▶ THE TASKS
a. In two sentences, summarize the Lucene sorting reply.
b. Please answer these questions about the Lucene sorting reply, each in a few words:
(i) Which class does Lucene use for sorting?
(ii) To which address was the original message sent?
(iii) At what time was the original message sent?
c. Pick up the Lucene sorting reply after its final line and carry it forward.

▶ SOURCE EXTRACT
RE: Aggregating category hits

Ramana Jelda Mon, 22 May 2006 05:52:41 -0700

I think, if you dig a little bit what lucene is when asked to do Sort then
you will get the information what you are looking for.


Here is some help.
Lucene uses TopFieldDocCollector for sorting purpose(lookat implementation
of IndexSearcher).
So your HitCollector will extend this TopFieldDocCollector, so that you will
do your work what ever you want to do  and also let TopFieldDocCollector do
its work (sorting..).I think I don't need to explain you more. 

Then you are done. 

Have fun,
Jelda




> -----Original Message-----
> From: Kapil Chhabra [mailto:[EMAIL PROTECTED] 
> Sent: Monday, May 22, 2006 2:07 AM
> To: java-user@lucene.apache.org
> Subject: Re: Aggregating category hits
> 
> Hi Jelda,
> Is there any way by which I can achieve sorting of search 
> results along with overriding the collect method of the 
> HitCollector in this case?

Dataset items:
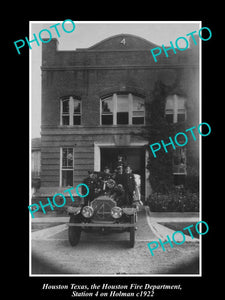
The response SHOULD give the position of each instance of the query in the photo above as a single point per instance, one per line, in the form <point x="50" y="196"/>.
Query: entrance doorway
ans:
<point x="133" y="156"/>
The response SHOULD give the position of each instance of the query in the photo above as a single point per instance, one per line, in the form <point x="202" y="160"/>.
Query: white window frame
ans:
<point x="61" y="166"/>
<point x="130" y="110"/>
<point x="175" y="110"/>
<point x="71" y="110"/>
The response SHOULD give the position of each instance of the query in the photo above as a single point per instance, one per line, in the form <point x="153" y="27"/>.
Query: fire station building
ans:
<point x="95" y="105"/>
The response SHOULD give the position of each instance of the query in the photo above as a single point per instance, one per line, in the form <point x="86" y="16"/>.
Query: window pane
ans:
<point x="122" y="103"/>
<point x="67" y="178"/>
<point x="138" y="104"/>
<point x="170" y="103"/>
<point x="107" y="105"/>
<point x="122" y="118"/>
<point x="138" y="113"/>
<point x="107" y="119"/>
<point x="65" y="108"/>
<point x="137" y="120"/>
<point x="169" y="118"/>
<point x="76" y="120"/>
<point x="181" y="103"/>
<point x="77" y="106"/>
<point x="65" y="120"/>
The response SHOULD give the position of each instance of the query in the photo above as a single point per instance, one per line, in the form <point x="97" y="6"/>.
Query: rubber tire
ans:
<point x="132" y="234"/>
<point x="74" y="232"/>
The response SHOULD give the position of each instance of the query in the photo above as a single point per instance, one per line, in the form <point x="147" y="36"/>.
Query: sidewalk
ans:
<point x="161" y="231"/>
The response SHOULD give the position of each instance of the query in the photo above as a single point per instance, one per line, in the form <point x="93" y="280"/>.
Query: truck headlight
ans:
<point x="87" y="211"/>
<point x="116" y="212"/>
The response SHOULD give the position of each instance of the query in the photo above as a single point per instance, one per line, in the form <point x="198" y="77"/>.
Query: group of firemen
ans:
<point x="123" y="177"/>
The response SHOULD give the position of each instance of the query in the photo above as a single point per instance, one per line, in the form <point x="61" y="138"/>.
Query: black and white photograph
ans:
<point x="115" y="148"/>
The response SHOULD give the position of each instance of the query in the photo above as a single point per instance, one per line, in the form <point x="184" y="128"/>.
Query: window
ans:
<point x="175" y="109"/>
<point x="70" y="111"/>
<point x="67" y="167"/>
<point x="122" y="109"/>
<point x="179" y="166"/>
<point x="107" y="111"/>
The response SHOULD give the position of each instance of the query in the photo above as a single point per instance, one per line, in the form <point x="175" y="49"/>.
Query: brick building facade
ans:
<point x="95" y="105"/>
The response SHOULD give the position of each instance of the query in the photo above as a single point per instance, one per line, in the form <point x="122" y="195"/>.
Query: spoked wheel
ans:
<point x="132" y="233"/>
<point x="74" y="232"/>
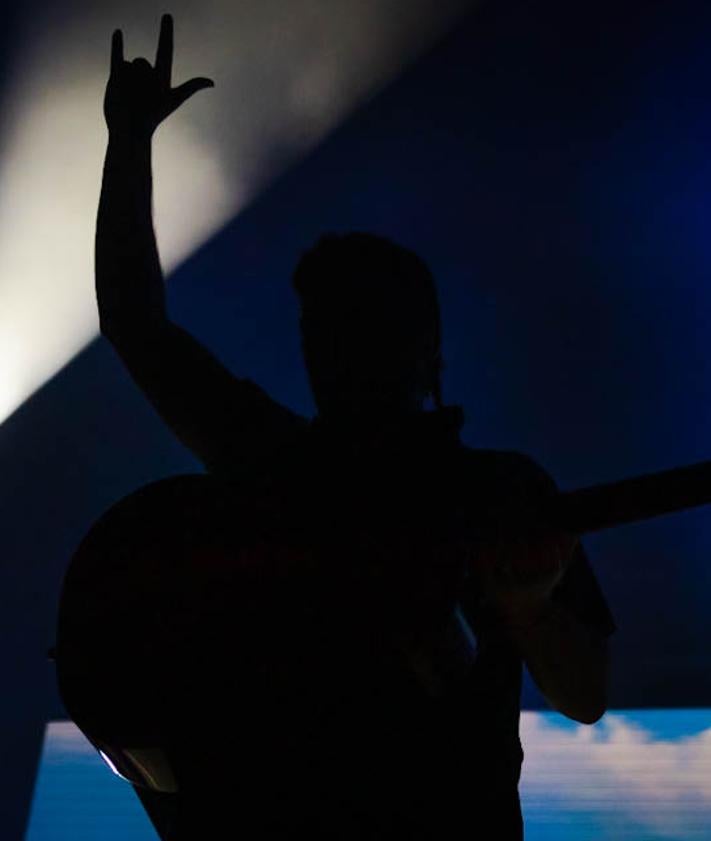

▶ THE RESPONSES
a. The reply responds to Kapil Chhabra's question about whether search results can be sorted while also overriding the collect method of the HitCollector. It advises extending TopFieldDocCollector, which Lucene uses for sorting, so that the custom collector can do its own work while TopFieldDocCollector still handles the sorting.

b.
(i) TopFieldDocCollector
(ii) java-user@lucene.apache.org
(iii) 2:07 AM on Monday, May 22, 2006

c.
> I have been using
> 
> srch.search(query,sort);
> 
> If I replace it with srch.search(query, new HitCollector(){ 
> impl of the collect method to collect counts }), I will have 
> no way to sort my results.
> 
> Any pointers?
> 
> Regards,
> kapilChhabra
> 
> Kapil Chhabra wrote:
> > Thanks a lot Jelda.
> > I'll try this get back with the performance comparison chart.
> >
> > Regards,
> > kapilChhabra
> >
> > Ramana Jelda wrote:
> >> Hi Kapil,
> >> As I remember FieldCache is in lucene api since 1.4 .
> >> Ok . Anyhow here is suedo code that can help.
> >>
> >> //1. initialize reader on opening documentId to the categoryid 
> >> relation as below. Depending on your requirement you can either 
> >> getStringIndex().. I get StringIndex in //my project.
> >>
> >> String[] 
> >> docId2CategoryIdRelation=FieldCache.DEFAULT.getStrings(reader,
> >> categoryFieldName);
> >>
> >> //2. cache it
> >> //3. search as usal with your Query providing your own 
> HitCollector 
> >> //4. use docId2CategoryIdRelation to retrieve category id for each 
> >> result document
> >> String yourCategoryId=    docId2CategoryIdRelation[resultDocId]
> >> //5.Increment yourCategoryId count (do lazy initialization of 
> >> categoryCounts
> >> holder.FAQ.)
> >>
> >> //6 You are done.. :)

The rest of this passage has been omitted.